> **WORK TASK**
Your answer is a copy of every line in the records where "below" appears.

(Photo-based referring expression data)
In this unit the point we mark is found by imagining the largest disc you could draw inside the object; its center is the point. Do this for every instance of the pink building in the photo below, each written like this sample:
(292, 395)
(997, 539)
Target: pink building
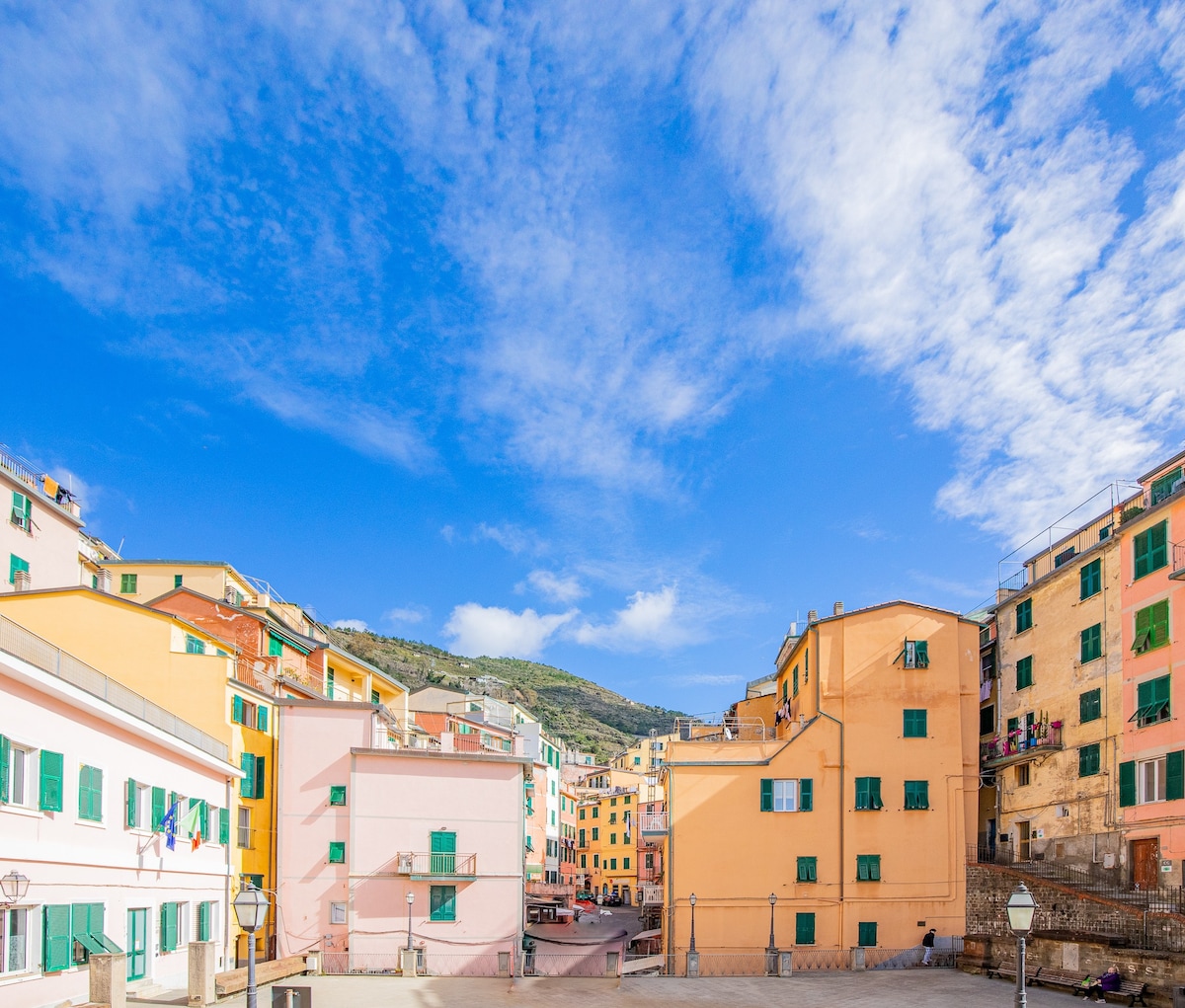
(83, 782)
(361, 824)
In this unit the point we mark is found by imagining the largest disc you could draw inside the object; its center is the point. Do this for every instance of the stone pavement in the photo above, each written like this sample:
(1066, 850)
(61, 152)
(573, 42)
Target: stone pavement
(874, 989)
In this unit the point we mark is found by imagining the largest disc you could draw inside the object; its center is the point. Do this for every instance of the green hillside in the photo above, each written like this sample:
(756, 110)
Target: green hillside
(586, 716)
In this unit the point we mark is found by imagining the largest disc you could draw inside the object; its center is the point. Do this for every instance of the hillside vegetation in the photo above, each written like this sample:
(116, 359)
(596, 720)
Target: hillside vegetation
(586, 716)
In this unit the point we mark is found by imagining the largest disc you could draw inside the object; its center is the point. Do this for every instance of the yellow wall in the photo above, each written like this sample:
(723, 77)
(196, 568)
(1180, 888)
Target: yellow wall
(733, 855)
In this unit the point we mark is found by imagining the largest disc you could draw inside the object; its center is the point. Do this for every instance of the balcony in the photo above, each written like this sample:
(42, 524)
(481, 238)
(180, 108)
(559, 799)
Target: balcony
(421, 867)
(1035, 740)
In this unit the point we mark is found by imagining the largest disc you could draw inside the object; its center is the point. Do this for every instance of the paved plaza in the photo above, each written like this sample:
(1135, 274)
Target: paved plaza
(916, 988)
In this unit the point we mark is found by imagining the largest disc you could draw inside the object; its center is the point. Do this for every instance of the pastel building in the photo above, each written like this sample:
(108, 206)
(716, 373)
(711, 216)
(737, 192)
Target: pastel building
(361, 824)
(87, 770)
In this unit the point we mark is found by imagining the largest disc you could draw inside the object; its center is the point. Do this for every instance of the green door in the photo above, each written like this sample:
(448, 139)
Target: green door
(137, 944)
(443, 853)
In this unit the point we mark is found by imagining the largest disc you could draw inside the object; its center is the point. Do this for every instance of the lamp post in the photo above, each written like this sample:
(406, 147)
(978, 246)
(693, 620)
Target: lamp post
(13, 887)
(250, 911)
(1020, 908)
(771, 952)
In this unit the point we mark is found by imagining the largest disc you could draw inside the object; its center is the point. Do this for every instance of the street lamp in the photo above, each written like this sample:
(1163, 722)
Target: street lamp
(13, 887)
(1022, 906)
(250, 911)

* * *

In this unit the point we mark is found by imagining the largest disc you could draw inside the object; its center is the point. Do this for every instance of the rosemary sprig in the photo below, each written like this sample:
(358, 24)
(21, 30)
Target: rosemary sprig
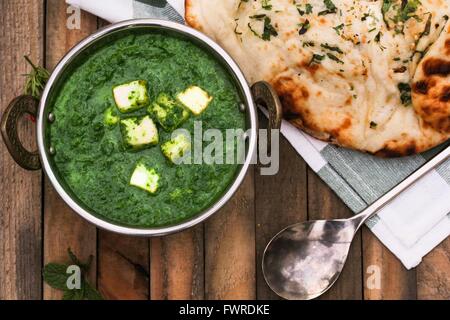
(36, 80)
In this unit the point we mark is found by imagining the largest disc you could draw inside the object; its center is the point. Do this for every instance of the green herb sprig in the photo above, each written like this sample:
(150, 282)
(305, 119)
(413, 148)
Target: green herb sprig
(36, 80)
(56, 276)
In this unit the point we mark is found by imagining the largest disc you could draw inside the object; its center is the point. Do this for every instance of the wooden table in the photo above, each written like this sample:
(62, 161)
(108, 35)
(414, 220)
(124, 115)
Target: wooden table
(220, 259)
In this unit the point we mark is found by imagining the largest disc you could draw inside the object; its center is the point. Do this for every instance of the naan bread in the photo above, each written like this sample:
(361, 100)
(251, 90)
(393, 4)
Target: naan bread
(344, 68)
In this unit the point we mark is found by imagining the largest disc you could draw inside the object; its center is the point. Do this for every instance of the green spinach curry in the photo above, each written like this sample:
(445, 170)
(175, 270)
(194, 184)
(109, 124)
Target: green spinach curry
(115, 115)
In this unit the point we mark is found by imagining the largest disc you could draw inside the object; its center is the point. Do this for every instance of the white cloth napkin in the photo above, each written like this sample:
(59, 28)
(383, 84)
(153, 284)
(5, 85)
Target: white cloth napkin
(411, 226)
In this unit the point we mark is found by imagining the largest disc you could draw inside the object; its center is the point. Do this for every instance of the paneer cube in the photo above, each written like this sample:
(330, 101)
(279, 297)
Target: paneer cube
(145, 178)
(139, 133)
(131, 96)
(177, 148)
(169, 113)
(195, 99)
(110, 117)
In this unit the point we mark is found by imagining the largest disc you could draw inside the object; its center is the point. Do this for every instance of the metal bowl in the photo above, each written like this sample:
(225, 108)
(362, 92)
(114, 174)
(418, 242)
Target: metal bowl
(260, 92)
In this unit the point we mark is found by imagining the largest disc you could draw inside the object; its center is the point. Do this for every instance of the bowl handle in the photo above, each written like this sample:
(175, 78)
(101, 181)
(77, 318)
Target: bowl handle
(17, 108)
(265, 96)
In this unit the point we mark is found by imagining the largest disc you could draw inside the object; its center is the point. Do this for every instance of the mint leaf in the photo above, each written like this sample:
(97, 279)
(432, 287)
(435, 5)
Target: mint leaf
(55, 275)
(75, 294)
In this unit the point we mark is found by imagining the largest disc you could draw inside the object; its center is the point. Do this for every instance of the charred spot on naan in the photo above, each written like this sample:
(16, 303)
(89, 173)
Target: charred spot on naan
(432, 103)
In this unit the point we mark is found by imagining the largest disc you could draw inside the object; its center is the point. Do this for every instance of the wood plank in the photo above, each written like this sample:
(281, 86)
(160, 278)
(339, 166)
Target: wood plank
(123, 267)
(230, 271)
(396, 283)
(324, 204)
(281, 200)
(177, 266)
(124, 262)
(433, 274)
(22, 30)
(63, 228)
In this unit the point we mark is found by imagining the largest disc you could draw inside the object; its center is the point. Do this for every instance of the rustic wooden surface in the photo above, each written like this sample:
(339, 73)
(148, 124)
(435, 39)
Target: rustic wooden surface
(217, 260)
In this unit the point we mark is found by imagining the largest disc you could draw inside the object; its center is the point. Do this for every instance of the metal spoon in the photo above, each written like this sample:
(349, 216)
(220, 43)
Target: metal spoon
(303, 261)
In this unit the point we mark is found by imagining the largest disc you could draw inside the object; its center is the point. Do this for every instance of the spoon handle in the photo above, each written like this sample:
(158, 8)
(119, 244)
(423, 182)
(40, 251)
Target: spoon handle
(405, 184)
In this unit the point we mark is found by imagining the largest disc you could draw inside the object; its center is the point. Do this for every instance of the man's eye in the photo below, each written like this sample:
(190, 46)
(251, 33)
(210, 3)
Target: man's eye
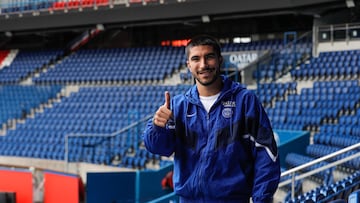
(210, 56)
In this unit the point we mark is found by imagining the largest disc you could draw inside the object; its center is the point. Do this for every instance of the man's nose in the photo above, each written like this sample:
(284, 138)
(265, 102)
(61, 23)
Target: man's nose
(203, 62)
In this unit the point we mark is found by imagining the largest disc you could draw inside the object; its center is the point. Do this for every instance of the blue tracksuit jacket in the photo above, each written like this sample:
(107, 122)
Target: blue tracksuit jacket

--

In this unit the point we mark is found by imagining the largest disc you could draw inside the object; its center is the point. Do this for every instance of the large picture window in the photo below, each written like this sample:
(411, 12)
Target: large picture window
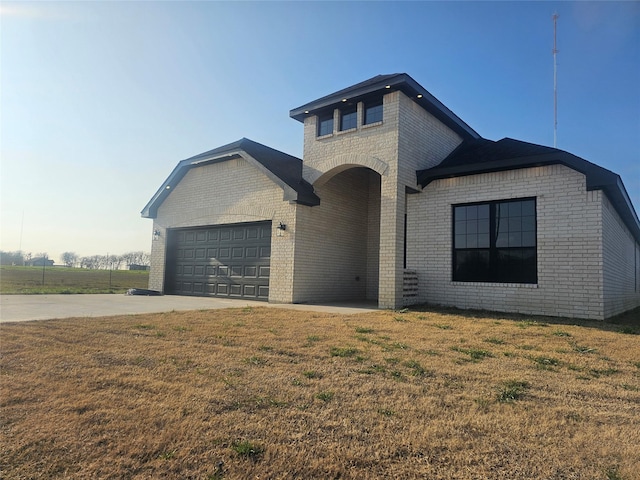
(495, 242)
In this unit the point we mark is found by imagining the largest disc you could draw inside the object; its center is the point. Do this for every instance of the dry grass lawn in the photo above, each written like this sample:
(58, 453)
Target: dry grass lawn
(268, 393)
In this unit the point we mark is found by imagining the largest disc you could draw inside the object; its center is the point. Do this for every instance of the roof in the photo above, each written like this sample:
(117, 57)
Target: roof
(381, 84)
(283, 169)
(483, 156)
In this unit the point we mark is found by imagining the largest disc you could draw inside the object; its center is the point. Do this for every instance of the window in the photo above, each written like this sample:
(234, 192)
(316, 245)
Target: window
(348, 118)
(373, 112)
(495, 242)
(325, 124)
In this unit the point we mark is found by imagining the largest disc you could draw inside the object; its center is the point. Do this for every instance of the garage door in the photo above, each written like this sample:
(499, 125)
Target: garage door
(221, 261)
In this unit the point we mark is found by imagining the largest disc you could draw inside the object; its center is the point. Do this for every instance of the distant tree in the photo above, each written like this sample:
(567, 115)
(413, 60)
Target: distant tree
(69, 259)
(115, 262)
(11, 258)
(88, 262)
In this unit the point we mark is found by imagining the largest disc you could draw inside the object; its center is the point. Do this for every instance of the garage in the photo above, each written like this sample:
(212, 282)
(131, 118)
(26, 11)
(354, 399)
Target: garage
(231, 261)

> **WRITTEN RESPONSE**
In this unit the point we mark is found by imagining the largest disc you could draw inside the object; its center is the point. Do this for every instance of the pink building in the photo below, each written like this sample:
In this unit the point we mark is found by imagining the largest disc you could draw inside the object; its center is the point. Do this for every instance of the rosemary sprig in the photo below, each written like this sample:
In this unit the point we mark is found by imagining the largest disc you could draw inside the object; its center is the point. Do this for every instance of the man's eye in the photo below, each written like this sample:
In this unit the point we mark is found by imagining the largest disc you could draw inside the object; its center is the point. Do this for every instance of the large picture window in the photo below, each written like this sample:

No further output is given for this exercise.